■ WHAT TO WORK ON
The passage on hybrid IT below asks what should go on several different media. Name each of these media.

■ EXCERPTED PASSAGE

So, what is hybrid IT? I think we fall into the trap of allowing ourselves to believe that having some on-premises workloads and applications and some off-premises workloads and applications is hybrid IT. I do not think it is. It’s using a couple of tools for different things.

It’s like having a Prius and a big diesel and/or gas F-150 pickup truck in your garage and saying, “I have two hybrid vehicles.” No, you have one of each, or some of each. Just because someone has put an application or a backup off into the cloud, “Oh, yeah. Well, I’m hybrid.” No, you’re not really.

The cloud approach

The cloud is an approach. It’s not a thing per se. It’s another way. As I said earlier, it’s another tool that you have in the IT arsenal. So how do you start figuring what goes where?

I don’t think there are simple answers, because it would be just as sensible a question to say, “Well, what should go on flash or what should go on disk, or what should go on tape, or what should go on paper?” My point being, such decisions are situational to individual companies, to the stage of that company’s life, and to the budgets they have. And they’re not only situational -- they’re also dynamic.

I want to give a couple of examples because I think they will stick with people. Number one is you take something like email, a pretty popular application; everyone runs email. In some organizations, that is the crucial application. They cannot run without it. Probably, what you and I do would fall into that category. But there are other businesses where it’s far less important than the factory running or the delivery vans getting out on time. So, they could have different applications that are way more important than email.

When instant messaging (IM) first came out, Yahoo IM text came out, to be precise. They used to do the maintenance between 9 am and 5 pm because it was just a tool to chat to your friends with at night. And now you have businesses that rely on that. So, clearly, the ability to instant message and text between us is now crucial. The stock exchange in Chicago runs on it. IM is a very important tool.

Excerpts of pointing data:
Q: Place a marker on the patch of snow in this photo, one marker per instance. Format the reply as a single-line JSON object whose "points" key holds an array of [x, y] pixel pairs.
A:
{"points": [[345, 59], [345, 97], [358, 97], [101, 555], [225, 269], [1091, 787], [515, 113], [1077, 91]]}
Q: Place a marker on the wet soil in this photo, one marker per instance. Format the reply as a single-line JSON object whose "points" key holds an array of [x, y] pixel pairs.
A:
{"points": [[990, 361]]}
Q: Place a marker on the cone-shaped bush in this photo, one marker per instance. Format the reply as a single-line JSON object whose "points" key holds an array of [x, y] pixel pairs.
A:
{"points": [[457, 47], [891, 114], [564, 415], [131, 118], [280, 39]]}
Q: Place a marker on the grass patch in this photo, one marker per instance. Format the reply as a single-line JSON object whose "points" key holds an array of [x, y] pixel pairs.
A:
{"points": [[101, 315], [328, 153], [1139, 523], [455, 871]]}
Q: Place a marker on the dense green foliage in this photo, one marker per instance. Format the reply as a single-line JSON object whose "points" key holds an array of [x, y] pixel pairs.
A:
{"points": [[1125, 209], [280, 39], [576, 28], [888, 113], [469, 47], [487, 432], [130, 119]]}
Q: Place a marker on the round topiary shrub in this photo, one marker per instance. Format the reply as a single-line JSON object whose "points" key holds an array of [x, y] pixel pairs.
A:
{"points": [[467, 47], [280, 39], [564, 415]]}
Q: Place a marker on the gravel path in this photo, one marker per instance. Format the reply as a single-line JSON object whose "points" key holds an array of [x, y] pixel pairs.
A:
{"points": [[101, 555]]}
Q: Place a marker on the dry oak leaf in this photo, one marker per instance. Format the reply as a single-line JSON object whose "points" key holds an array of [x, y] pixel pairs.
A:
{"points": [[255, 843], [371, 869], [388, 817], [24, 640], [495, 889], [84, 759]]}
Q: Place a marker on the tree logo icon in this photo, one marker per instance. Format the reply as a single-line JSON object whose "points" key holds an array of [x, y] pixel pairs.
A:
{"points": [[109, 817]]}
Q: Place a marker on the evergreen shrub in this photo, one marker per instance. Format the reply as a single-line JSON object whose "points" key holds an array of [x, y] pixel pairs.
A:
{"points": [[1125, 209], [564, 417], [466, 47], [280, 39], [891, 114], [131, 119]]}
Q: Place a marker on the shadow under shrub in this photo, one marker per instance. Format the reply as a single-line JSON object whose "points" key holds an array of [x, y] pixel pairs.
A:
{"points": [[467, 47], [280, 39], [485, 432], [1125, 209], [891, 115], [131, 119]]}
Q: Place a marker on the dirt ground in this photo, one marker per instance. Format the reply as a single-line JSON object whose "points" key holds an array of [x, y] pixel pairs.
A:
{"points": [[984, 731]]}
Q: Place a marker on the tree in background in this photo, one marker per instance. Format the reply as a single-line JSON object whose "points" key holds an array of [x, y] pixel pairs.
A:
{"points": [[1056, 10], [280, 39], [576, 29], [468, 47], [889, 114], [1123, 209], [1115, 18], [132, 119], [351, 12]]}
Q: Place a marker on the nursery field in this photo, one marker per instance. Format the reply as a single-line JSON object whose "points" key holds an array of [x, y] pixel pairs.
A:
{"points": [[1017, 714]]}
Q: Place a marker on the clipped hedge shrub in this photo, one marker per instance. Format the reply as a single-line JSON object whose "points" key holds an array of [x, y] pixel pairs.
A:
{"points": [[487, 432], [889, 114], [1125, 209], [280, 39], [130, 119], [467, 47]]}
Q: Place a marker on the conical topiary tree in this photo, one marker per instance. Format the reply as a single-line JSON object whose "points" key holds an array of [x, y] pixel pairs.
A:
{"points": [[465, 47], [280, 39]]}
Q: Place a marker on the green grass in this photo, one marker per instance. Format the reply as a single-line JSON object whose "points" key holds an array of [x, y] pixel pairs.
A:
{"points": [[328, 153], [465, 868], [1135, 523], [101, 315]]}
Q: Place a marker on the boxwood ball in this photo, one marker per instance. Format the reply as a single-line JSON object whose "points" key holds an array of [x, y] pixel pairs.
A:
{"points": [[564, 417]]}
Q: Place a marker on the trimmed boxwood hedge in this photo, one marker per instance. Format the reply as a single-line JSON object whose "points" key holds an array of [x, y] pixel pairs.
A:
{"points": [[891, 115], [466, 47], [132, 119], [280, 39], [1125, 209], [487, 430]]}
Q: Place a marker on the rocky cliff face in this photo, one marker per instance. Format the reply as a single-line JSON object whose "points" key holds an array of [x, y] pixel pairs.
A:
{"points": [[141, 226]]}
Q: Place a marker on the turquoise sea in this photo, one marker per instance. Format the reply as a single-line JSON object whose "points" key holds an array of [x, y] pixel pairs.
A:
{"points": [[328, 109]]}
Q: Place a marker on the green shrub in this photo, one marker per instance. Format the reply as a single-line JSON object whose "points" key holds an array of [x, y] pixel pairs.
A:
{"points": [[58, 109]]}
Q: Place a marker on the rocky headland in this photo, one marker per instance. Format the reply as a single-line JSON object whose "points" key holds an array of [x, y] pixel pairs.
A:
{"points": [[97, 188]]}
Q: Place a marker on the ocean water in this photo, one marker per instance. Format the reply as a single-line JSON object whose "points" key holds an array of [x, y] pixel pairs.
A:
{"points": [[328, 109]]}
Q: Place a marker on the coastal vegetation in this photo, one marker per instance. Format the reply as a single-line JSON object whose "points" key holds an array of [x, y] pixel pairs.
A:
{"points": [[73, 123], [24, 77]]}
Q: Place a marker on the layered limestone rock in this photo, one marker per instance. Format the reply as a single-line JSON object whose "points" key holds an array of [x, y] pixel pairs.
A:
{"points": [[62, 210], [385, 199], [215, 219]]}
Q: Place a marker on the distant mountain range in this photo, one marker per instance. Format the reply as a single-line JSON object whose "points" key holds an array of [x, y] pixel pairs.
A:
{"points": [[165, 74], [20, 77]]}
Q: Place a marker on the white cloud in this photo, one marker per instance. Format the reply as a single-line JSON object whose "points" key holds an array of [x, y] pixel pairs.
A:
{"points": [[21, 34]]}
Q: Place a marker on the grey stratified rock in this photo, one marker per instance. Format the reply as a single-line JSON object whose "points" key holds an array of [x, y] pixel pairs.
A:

■ OUTPUT BELOW
Flash, disk, tape, paper